- _Exercise requirements_
Drop the pictures, then extract the listing word for word.

*** Opening of Material supplied ***

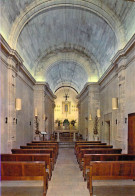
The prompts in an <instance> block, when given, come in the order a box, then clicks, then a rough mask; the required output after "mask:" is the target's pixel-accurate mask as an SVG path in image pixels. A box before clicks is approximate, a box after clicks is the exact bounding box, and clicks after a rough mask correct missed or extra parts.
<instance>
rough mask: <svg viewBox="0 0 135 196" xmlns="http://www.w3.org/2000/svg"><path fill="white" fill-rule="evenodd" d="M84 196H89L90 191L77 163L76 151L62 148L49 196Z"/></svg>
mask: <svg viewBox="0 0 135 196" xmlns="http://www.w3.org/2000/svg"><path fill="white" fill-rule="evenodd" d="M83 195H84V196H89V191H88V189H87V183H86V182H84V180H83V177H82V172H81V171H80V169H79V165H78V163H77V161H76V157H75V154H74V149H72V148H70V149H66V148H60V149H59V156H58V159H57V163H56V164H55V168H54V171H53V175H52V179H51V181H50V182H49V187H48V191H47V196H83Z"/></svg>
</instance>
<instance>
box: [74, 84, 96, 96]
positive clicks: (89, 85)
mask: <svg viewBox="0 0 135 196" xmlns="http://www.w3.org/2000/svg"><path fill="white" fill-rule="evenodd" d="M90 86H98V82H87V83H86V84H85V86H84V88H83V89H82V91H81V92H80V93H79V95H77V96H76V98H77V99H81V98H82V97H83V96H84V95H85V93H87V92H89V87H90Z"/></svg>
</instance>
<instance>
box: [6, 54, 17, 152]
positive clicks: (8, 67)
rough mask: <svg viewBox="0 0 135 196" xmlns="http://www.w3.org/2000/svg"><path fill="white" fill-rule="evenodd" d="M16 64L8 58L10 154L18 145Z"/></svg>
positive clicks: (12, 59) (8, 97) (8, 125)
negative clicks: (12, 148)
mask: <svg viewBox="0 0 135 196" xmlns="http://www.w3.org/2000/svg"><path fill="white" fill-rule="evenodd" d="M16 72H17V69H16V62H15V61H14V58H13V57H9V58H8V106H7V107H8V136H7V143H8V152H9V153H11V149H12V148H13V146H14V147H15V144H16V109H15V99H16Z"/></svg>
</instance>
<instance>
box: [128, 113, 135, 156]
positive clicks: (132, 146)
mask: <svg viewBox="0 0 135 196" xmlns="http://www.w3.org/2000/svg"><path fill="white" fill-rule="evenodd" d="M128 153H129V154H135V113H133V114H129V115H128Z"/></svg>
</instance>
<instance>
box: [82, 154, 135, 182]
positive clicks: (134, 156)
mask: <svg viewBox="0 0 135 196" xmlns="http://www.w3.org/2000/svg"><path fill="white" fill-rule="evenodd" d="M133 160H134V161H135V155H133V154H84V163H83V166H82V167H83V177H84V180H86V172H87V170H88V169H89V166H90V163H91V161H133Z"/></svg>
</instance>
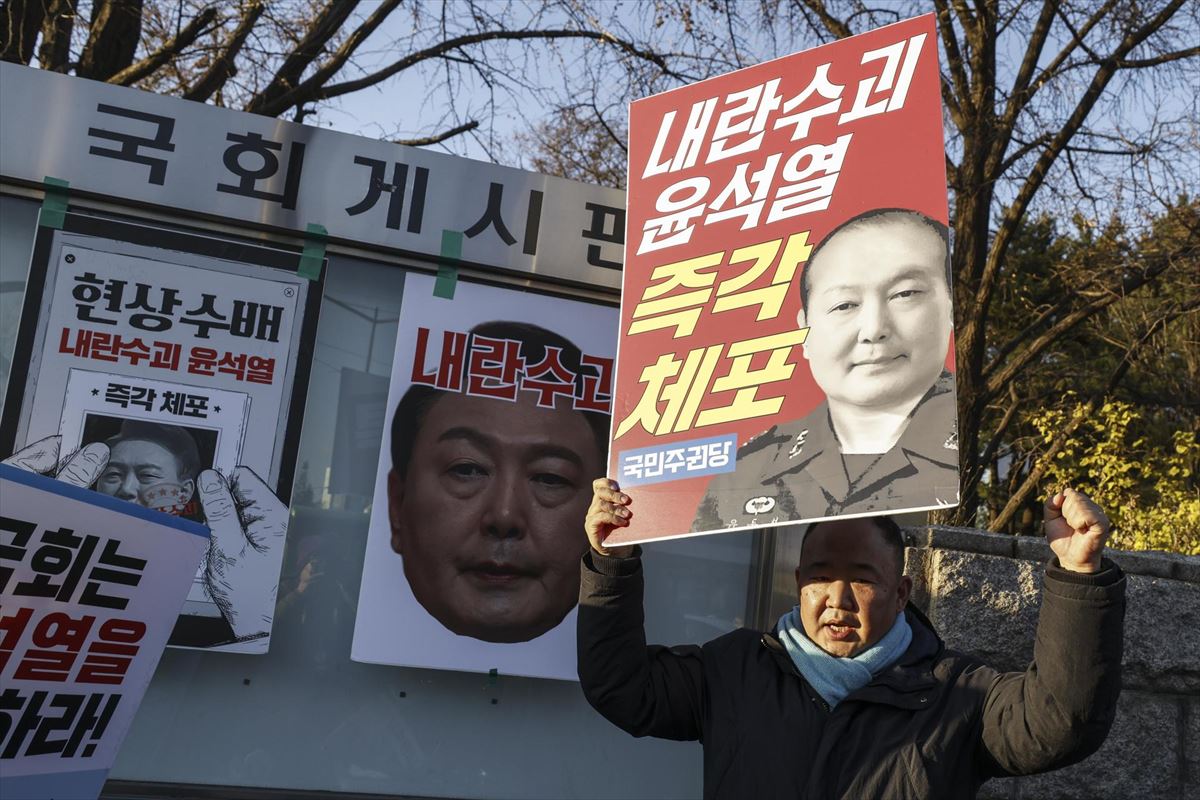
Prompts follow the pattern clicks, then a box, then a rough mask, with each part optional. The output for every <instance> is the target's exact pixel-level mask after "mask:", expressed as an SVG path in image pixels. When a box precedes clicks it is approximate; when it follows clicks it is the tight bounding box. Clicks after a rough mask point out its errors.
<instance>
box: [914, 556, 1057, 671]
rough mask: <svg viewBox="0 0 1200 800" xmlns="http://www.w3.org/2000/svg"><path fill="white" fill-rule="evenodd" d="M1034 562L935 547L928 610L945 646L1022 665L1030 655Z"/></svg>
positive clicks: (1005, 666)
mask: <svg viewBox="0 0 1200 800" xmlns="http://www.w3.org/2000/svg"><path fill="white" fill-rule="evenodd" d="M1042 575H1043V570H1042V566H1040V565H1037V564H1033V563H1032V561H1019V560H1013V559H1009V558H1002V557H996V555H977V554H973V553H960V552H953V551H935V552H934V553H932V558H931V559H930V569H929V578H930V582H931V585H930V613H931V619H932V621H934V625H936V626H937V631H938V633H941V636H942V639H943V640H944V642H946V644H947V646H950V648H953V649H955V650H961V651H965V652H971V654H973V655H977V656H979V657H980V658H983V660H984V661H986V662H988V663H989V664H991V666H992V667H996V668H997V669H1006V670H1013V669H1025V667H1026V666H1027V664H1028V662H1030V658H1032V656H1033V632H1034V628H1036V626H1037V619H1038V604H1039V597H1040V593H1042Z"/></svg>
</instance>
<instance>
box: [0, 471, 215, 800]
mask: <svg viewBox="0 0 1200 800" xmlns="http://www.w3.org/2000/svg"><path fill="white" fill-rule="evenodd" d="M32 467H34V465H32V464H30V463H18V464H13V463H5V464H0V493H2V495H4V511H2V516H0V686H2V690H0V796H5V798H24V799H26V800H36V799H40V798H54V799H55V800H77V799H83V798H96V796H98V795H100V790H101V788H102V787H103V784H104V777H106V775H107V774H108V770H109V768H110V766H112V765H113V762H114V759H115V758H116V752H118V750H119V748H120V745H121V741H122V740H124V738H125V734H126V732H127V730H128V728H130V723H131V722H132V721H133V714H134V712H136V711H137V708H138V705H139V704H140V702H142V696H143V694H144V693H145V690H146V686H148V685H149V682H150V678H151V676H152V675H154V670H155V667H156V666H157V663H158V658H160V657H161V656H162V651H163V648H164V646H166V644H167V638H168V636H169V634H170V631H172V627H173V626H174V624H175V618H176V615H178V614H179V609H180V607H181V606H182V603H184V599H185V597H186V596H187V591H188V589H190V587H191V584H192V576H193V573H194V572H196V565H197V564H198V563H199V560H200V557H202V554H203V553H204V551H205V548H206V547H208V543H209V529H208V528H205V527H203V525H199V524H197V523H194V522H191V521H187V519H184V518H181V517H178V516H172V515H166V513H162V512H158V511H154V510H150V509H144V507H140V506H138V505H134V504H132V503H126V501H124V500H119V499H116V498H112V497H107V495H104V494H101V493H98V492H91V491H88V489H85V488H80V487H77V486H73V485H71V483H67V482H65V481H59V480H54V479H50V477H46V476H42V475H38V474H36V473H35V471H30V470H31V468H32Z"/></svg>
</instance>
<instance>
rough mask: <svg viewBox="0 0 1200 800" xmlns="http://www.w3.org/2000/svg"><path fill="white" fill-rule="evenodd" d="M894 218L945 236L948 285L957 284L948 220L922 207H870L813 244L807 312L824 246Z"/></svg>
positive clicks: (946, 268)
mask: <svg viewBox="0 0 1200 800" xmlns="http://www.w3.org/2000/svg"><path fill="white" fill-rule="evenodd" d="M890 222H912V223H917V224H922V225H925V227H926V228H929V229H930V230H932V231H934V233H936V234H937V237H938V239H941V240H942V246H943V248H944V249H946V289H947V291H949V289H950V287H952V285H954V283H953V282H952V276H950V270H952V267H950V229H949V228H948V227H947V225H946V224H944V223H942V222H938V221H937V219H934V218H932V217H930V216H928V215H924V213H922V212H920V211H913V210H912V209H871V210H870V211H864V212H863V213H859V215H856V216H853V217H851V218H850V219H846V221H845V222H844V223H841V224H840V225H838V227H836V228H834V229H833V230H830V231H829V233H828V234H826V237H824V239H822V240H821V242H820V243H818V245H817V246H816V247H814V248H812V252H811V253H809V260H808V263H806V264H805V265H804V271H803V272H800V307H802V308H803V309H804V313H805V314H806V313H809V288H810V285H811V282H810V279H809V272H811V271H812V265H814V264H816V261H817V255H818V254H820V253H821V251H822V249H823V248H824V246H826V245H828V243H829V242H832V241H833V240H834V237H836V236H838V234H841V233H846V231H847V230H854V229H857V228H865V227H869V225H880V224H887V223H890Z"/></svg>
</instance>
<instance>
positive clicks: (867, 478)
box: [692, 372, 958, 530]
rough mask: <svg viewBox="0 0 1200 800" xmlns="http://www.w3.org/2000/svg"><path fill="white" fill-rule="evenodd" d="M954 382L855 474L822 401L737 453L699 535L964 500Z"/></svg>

*** Close of Material supplied ***

- _Expected answer_
The prompts in an <instance> block, when given, come in the order a box, then clicks, then a rough mask; the required output after "mask:" is the target's pixel-accurate mask as an SVG path in image pixels. A box before clicks is approximate, a box after clicks is the exact bounding box, and clicks after a rough mask correct missed or extra parts.
<instance>
rough mask: <svg viewBox="0 0 135 196" xmlns="http://www.w3.org/2000/svg"><path fill="white" fill-rule="evenodd" d="M84 196H89L90 191L77 163L76 151L62 148L49 196Z"/></svg>
mask: <svg viewBox="0 0 135 196" xmlns="http://www.w3.org/2000/svg"><path fill="white" fill-rule="evenodd" d="M83 195H84V196H89V191H88V189H87V183H86V182H84V180H83V177H82V172H81V171H80V169H79V165H78V163H77V161H76V157H75V154H74V149H72V148H70V149H66V148H60V149H59V156H58V159H57V163H56V164H55V168H54V171H53V175H52V179H51V181H50V182H49V187H48V191H47V196H83Z"/></svg>
</instance>
<instance>
box: [74, 84, 96, 96]
positive clicks: (89, 85)
mask: <svg viewBox="0 0 135 196" xmlns="http://www.w3.org/2000/svg"><path fill="white" fill-rule="evenodd" d="M90 86H98V82H87V83H86V84H85V86H84V88H83V89H82V91H81V92H80V93H79V95H77V96H76V98H77V99H81V98H82V97H83V96H84V95H85V93H87V92H89V87H90Z"/></svg>
</instance>
<instance>
box: [6, 54, 17, 152]
positive clicks: (8, 67)
rough mask: <svg viewBox="0 0 135 196" xmlns="http://www.w3.org/2000/svg"><path fill="white" fill-rule="evenodd" d="M16 64L8 58L10 154L18 145Z"/></svg>
positive clicks: (12, 59) (8, 97) (8, 125)
negative clicks: (12, 148)
mask: <svg viewBox="0 0 135 196" xmlns="http://www.w3.org/2000/svg"><path fill="white" fill-rule="evenodd" d="M16 72H17V69H16V62H15V61H14V58H13V57H9V58H8V106H7V107H8V136H7V143H8V152H9V153H11V149H12V148H13V146H14V147H15V144H16V109H15V99H16Z"/></svg>
</instance>
<instance>
box: [128, 113, 135, 156]
positive clicks: (132, 146)
mask: <svg viewBox="0 0 135 196" xmlns="http://www.w3.org/2000/svg"><path fill="white" fill-rule="evenodd" d="M128 153H129V154H135V113H133V114H129V115H128Z"/></svg>
</instance>
<instance>
box: [82, 154, 135, 182]
positive clicks: (134, 156)
mask: <svg viewBox="0 0 135 196" xmlns="http://www.w3.org/2000/svg"><path fill="white" fill-rule="evenodd" d="M133 160H134V161H135V155H133V154H84V163H83V166H82V167H83V177H84V180H86V172H87V170H88V169H89V166H90V163H91V161H133Z"/></svg>
</instance>
Prompts follow the pattern clicks, then a box, then a rough mask, with each part optional. The output for every <instance> is the target's exact pixel-level mask after "mask:", expressed as an SVG path in image pixels. When a box precedes clicks it is approximate; when it follows clicks it is the tight bounding box. Clicks after a rough mask point out its errors.
<instance>
box: [914, 556, 1057, 671]
rough mask: <svg viewBox="0 0 1200 800" xmlns="http://www.w3.org/2000/svg"><path fill="white" fill-rule="evenodd" d="M1034 562L935 547L928 610L945 646L1022 665L1030 655Z"/></svg>
positive clicks: (1005, 666)
mask: <svg viewBox="0 0 1200 800" xmlns="http://www.w3.org/2000/svg"><path fill="white" fill-rule="evenodd" d="M1042 575H1043V570H1042V566H1040V565H1037V564H1033V563H1032V561H1019V560H1013V559H1009V558H1002V557H996V555H977V554H973V553H960V552H953V551H935V552H934V553H932V558H931V559H930V569H929V578H930V582H931V585H930V613H931V619H932V621H934V625H936V626H937V631H938V633H941V636H942V639H943V640H944V642H946V644H947V646H950V648H953V649H955V650H961V651H965V652H971V654H973V655H977V656H979V657H980V658H983V660H984V661H986V662H988V663H989V664H991V666H992V667H996V668H997V669H1006V670H1013V669H1025V667H1026V666H1027V664H1028V662H1030V658H1032V656H1033V632H1034V628H1036V626H1037V619H1038V604H1039V597H1040V593H1042Z"/></svg>
</instance>
<instance>
box: [0, 471, 215, 800]
mask: <svg viewBox="0 0 1200 800" xmlns="http://www.w3.org/2000/svg"><path fill="white" fill-rule="evenodd" d="M32 467H34V465H32V464H30V463H18V464H13V463H5V464H0V493H2V495H4V511H2V516H0V686H2V690H0V796H5V798H24V799H26V800H36V799H40V798H54V799H55V800H77V799H83V798H96V796H98V795H100V790H101V788H102V787H103V784H104V777H106V775H107V774H108V770H109V768H110V766H112V765H113V762H114V759H115V758H116V752H118V750H119V748H120V745H121V741H122V740H124V738H125V734H126V732H127V730H128V728H130V723H131V722H132V721H133V714H134V712H136V711H137V708H138V705H139V704H140V702H142V696H143V694H144V693H145V690H146V686H148V685H149V682H150V678H151V676H152V675H154V670H155V667H156V666H157V663H158V658H160V657H161V656H162V651H163V648H164V646H166V644H167V638H168V636H169V634H170V631H172V627H173V626H174V624H175V618H176V615H178V614H179V609H180V607H181V606H182V603H184V599H185V597H186V596H187V591H188V589H190V587H191V584H192V576H193V573H194V572H196V565H197V564H198V563H199V560H200V557H202V554H203V553H204V551H205V548H206V547H208V543H209V529H208V528H205V527H203V525H199V524H197V523H194V522H191V521H187V519H184V518H181V517H178V516H172V515H166V513H162V512H158V511H154V510H150V509H144V507H140V506H138V505H134V504H132V503H126V501H124V500H119V499H116V498H112V497H107V495H104V494H101V493H98V492H91V491H88V489H85V488H80V487H77V486H73V485H71V483H67V482H65V481H59V480H54V479H50V477H46V476H42V475H38V474H36V473H35V471H30V470H31V468H32Z"/></svg>
</instance>
<instance>
rough mask: <svg viewBox="0 0 1200 800" xmlns="http://www.w3.org/2000/svg"><path fill="white" fill-rule="evenodd" d="M894 218L945 236L948 285L957 284L948 220L922 207H870L813 244L807 312L824 246Z"/></svg>
positive clicks: (946, 268)
mask: <svg viewBox="0 0 1200 800" xmlns="http://www.w3.org/2000/svg"><path fill="white" fill-rule="evenodd" d="M890 222H912V223H917V224H922V225H925V227H926V228H929V229H930V230H932V231H934V233H936V234H937V237H938V239H941V240H942V246H943V248H944V249H946V289H947V291H949V289H950V287H952V285H954V283H953V282H952V276H950V270H952V267H950V229H949V228H948V227H947V225H946V224H944V223H942V222H938V221H937V219H934V218H932V217H930V216H928V215H924V213H922V212H920V211H913V210H912V209H871V210H870V211H864V212H863V213H859V215H856V216H853V217H851V218H850V219H846V221H845V222H844V223H841V224H840V225H838V227H836V228H834V229H833V230H830V231H829V233H828V234H826V237H824V239H822V240H821V242H820V243H818V245H817V246H816V247H814V248H812V252H811V253H809V260H808V263H806V264H805V265H804V271H803V272H800V307H802V308H803V309H804V313H805V314H806V313H809V288H810V285H811V282H810V279H809V272H811V271H812V265H814V264H816V261H817V255H818V254H820V253H821V251H822V249H823V248H824V246H826V245H828V243H829V242H832V241H833V240H834V237H836V236H838V234H841V233H846V231H847V230H854V229H857V228H865V227H869V225H880V224H887V223H890Z"/></svg>
</instance>
<instance>
positive clicks: (867, 478)
box: [692, 372, 958, 530]
rough mask: <svg viewBox="0 0 1200 800" xmlns="http://www.w3.org/2000/svg"><path fill="white" fill-rule="evenodd" d="M954 382L855 474L822 401L737 453L699 535L964 500Z"/></svg>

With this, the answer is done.